┌────────

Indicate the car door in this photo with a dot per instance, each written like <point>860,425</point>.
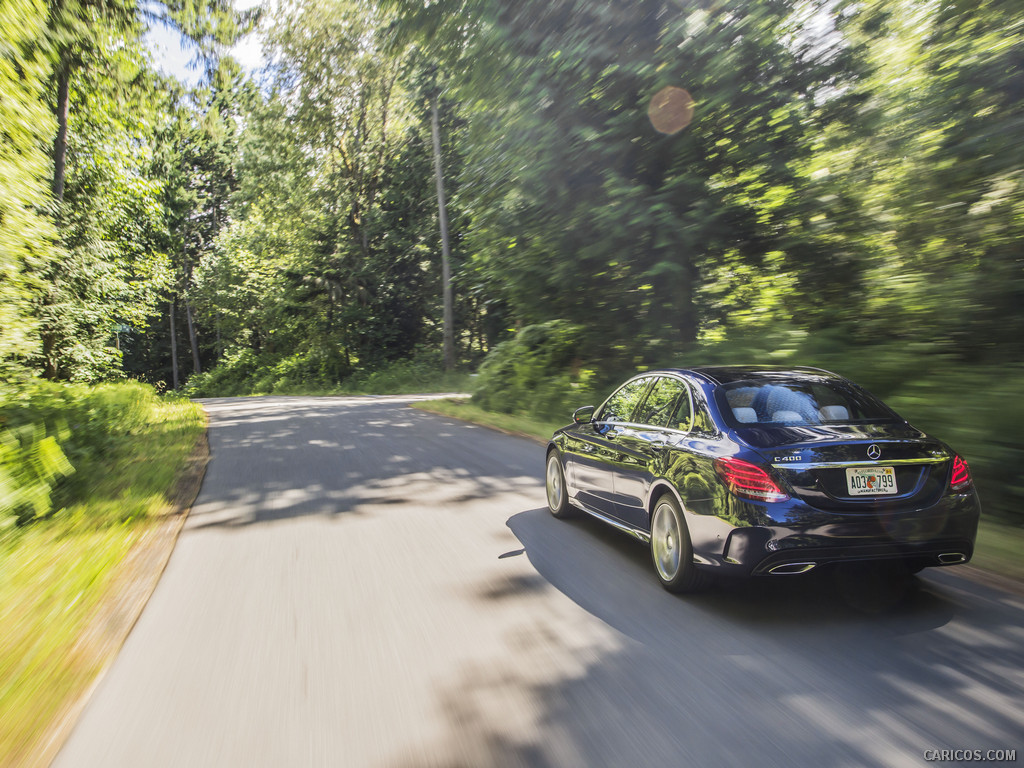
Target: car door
<point>643,444</point>
<point>595,451</point>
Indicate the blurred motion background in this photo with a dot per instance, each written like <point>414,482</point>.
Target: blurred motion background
<point>629,183</point>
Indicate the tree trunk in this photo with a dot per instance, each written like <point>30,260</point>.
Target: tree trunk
<point>442,216</point>
<point>174,349</point>
<point>60,142</point>
<point>192,339</point>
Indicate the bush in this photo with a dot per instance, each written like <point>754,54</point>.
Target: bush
<point>538,373</point>
<point>55,439</point>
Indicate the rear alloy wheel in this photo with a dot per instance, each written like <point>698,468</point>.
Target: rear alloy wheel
<point>558,500</point>
<point>671,548</point>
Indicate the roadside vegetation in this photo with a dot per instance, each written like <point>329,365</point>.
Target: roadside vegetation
<point>84,475</point>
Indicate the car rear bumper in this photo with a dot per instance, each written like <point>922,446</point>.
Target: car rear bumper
<point>943,535</point>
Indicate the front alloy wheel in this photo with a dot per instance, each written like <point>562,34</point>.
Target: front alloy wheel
<point>671,548</point>
<point>558,501</point>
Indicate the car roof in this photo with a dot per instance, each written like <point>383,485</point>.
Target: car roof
<point>730,374</point>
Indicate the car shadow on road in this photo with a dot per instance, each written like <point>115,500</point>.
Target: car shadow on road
<point>275,461</point>
<point>611,577</point>
<point>771,672</point>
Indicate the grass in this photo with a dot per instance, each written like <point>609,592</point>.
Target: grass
<point>999,548</point>
<point>57,572</point>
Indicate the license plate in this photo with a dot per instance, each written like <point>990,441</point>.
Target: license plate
<point>870,480</point>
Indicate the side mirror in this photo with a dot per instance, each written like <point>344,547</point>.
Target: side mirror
<point>584,415</point>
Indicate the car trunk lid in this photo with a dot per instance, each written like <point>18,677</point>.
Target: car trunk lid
<point>862,467</point>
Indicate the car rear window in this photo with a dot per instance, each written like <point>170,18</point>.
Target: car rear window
<point>801,402</point>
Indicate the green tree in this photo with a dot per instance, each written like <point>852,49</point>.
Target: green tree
<point>26,227</point>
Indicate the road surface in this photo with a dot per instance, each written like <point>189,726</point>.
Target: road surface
<point>364,584</point>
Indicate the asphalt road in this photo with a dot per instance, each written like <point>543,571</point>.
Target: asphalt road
<point>363,584</point>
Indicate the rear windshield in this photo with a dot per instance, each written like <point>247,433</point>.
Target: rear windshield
<point>801,402</point>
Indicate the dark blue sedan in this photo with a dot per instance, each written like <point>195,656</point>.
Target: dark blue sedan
<point>760,470</point>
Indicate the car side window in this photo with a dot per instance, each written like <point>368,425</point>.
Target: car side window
<point>621,404</point>
<point>667,406</point>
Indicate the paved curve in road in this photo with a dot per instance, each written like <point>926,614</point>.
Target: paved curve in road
<point>363,584</point>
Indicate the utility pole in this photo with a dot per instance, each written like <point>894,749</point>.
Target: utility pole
<point>442,216</point>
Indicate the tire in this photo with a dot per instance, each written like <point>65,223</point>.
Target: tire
<point>671,549</point>
<point>558,498</point>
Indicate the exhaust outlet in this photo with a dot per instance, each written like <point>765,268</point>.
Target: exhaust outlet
<point>792,567</point>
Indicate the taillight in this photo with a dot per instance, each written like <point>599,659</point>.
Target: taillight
<point>961,478</point>
<point>749,480</point>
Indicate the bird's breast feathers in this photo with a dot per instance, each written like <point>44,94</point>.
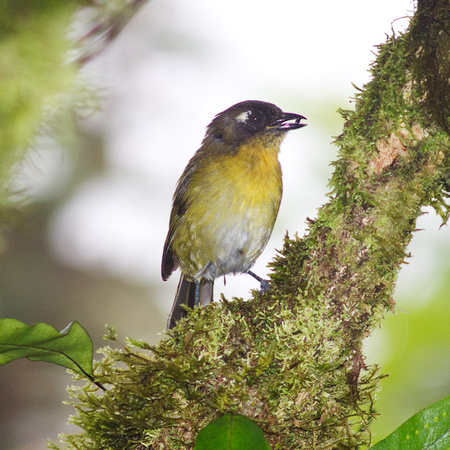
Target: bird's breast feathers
<point>234,201</point>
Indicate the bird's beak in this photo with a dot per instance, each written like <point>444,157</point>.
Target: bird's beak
<point>288,121</point>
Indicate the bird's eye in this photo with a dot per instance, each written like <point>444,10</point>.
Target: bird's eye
<point>255,120</point>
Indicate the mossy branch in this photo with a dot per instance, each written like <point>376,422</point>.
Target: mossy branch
<point>291,359</point>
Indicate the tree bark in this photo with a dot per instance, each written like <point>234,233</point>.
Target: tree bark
<point>291,360</point>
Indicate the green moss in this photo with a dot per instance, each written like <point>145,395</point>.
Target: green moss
<point>291,359</point>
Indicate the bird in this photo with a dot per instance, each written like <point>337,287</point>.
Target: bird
<point>226,201</point>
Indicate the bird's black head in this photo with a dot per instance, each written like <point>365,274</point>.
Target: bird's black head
<point>246,119</point>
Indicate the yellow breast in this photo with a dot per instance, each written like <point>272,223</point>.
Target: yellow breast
<point>233,203</point>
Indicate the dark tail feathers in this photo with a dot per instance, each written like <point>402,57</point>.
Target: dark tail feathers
<point>186,296</point>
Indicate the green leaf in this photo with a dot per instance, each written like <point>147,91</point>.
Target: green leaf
<point>428,429</point>
<point>71,348</point>
<point>231,432</point>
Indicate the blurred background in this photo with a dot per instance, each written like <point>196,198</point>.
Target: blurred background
<point>88,246</point>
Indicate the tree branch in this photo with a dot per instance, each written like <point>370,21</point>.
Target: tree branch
<point>291,359</point>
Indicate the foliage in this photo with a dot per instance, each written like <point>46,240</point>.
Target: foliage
<point>429,428</point>
<point>291,359</point>
<point>70,348</point>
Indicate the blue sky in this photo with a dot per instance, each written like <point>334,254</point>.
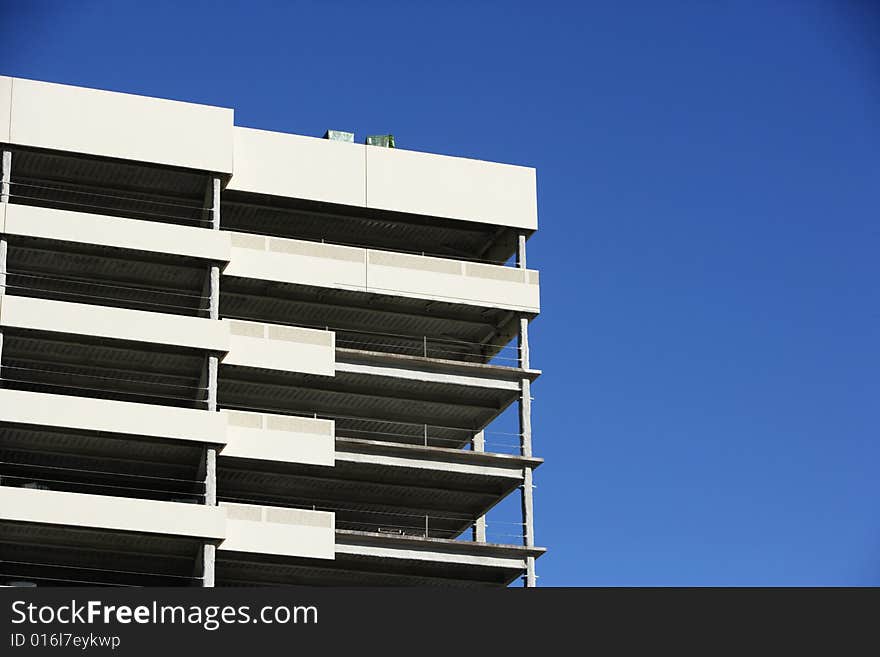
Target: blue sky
<point>708,196</point>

└────────

What you should do:
Every line of the data above should be quoted exactly. Omit the pictures.

Exercise response:
Indicate the car door in this photo with a dot per instance, each written like <point>860,425</point>.
Target: car door
<point>643,444</point>
<point>595,451</point>
Indicate the blurred motion background in this photo with a dot per instance, each written like <point>414,482</point>.
Target: blurred motion background
<point>629,183</point>
Indicate the tree trunk in this photo with a dot per instance, each written like <point>30,260</point>.
Target: tree trunk
<point>442,216</point>
<point>174,349</point>
<point>60,142</point>
<point>192,339</point>
Indicate the bush in this photo with a dot per instance, each written like <point>754,54</point>.
Target: bush
<point>538,373</point>
<point>55,439</point>
Indicate the rear alloy wheel in this photo with a dot per instance, each written like <point>698,468</point>.
Target: rear alloy wheel
<point>558,500</point>
<point>671,548</point>
Indicate the roadside vegetation in this photo with a dot per instance, each written like <point>329,365</point>.
Target: roadside vegetation
<point>84,475</point>
Indicate the car rear bumper in this photo with a dot per instance, each written like <point>922,446</point>.
Target: car rear bumper
<point>943,535</point>
Indicate the front alloy wheel in this photo with a dot per instance, each written like <point>562,34</point>.
Target: front alloy wheel
<point>671,548</point>
<point>558,501</point>
Indicate the car roof in this photo with a dot per instance, each written like <point>383,485</point>.
Target: car roof
<point>730,374</point>
Indicate the car shadow on road in this photo with a dot per instance, each written like <point>115,500</point>.
Target: car shadow on road
<point>275,461</point>
<point>611,577</point>
<point>771,672</point>
Indicate the grass in this photo with a dot per instance, each written like <point>609,592</point>.
Target: grass
<point>999,548</point>
<point>57,572</point>
Indicate the license plate in this photo with a dot per instance, each written like <point>990,441</point>.
Target: license plate
<point>870,480</point>
Indicate the side mirror in this photo with a dot per instance, each written like <point>344,547</point>.
Target: side mirror
<point>584,415</point>
Indicate the car trunk lid in this photo with a dot per instance, each written like <point>18,677</point>.
Target: car trunk lid
<point>862,467</point>
Indicate the car rear window in this photo with a dot per instance, each written like <point>170,18</point>.
Target: car rear window
<point>801,402</point>
Indicate the green tree in this photo with a dot per instance, each written like <point>852,49</point>.
Target: green tree
<point>26,227</point>
Indicate the road surface in this photo with a dot per instance, each written like <point>189,726</point>.
Target: road surface
<point>364,584</point>
Indicate the asphalt road in this photo with a dot per instance, each written like <point>543,571</point>.
Target: asphalt road
<point>363,584</point>
Indicate the rear windshield in this photo with a dot per instance, each written like <point>247,433</point>.
Target: rear windshield
<point>801,402</point>
Indicate the dark blue sedan in this photo with a dot per instance, each written like <point>195,656</point>.
Target: dark blue sedan
<point>760,470</point>
Indicate the car side window in this photo with a dot per instance, each written like <point>368,425</point>.
Target: car side window
<point>621,404</point>
<point>667,406</point>
Indicate the paved curve in road in this photo with a dot per instance, each written like <point>926,614</point>.
Target: paved curve in road
<point>363,584</point>
Indicate the utility pole in this photo with a dot per instance, each written like <point>894,749</point>.
Target: utility pole
<point>442,216</point>
Indicate the tire in this photo with a dot per instance, each written like <point>65,223</point>.
Target: tire
<point>671,549</point>
<point>558,498</point>
Indicate the exhaust outlet in this photo with a dot per instance, each written like <point>765,268</point>.
Target: exhaust outlet
<point>792,567</point>
Indicate the taillight in this photo with a dot per instance, each written like <point>599,659</point>.
Target: taillight
<point>961,478</point>
<point>749,480</point>
Indicate the bird's breast feathers in this photo with a dot per instance, each written like <point>44,94</point>.
Target: bird's breast feathers
<point>234,201</point>
Indicate the bird's beak in this photo with a dot per instance, each written like <point>444,157</point>.
Target: bird's beak
<point>288,121</point>
Indicate the bird's eye in this photo with a dot per instance, each written like <point>444,10</point>.
Target: bird's eye
<point>255,120</point>
Indicate the mossy branch in this photo with a dot per instance, each written like <point>376,422</point>.
Target: mossy branch
<point>291,359</point>
Indicate the tree bark in this photo with a dot per instance, each written like <point>234,233</point>.
Target: tree bark
<point>291,360</point>
Indicate the green moss in this photo with a dot per instance, each written like <point>145,395</point>.
Target: green moss
<point>291,359</point>
Indicate the bird in this photo with a dot per instance, each written like <point>337,287</point>.
Target: bird
<point>226,201</point>
Indicate the bird's black head in this photo with a dot per instance, each written like <point>365,274</point>.
Target: bird's black head
<point>246,119</point>
Indicate the yellow breast in this photo with a dot per instance, each written like <point>272,223</point>.
Target: yellow breast
<point>233,203</point>
Indicate the dark tail feathers in this photo with a dot per instance, each written like <point>402,57</point>.
Target: dark tail feathers
<point>186,296</point>
Indicate the green leaf in this photo with a dot per instance, each written like <point>147,91</point>.
Target: green leaf
<point>428,429</point>
<point>71,348</point>
<point>231,432</point>
Indicate the blurred background in this photo with a dot per instance, each written like <point>196,198</point>.
Target: blurred background
<point>88,246</point>
Indicate the tree branch in this photo with a dot per instance, each written like <point>370,21</point>.
Target: tree branch
<point>291,359</point>
Indicate the foliage in this photo with a dot per instance, each written like <point>46,240</point>.
Target: foliage
<point>429,428</point>
<point>291,359</point>
<point>70,348</point>
Indicate the blue sky in this photo with a dot per instance, each written like <point>334,254</point>.
Target: blue sky
<point>708,196</point>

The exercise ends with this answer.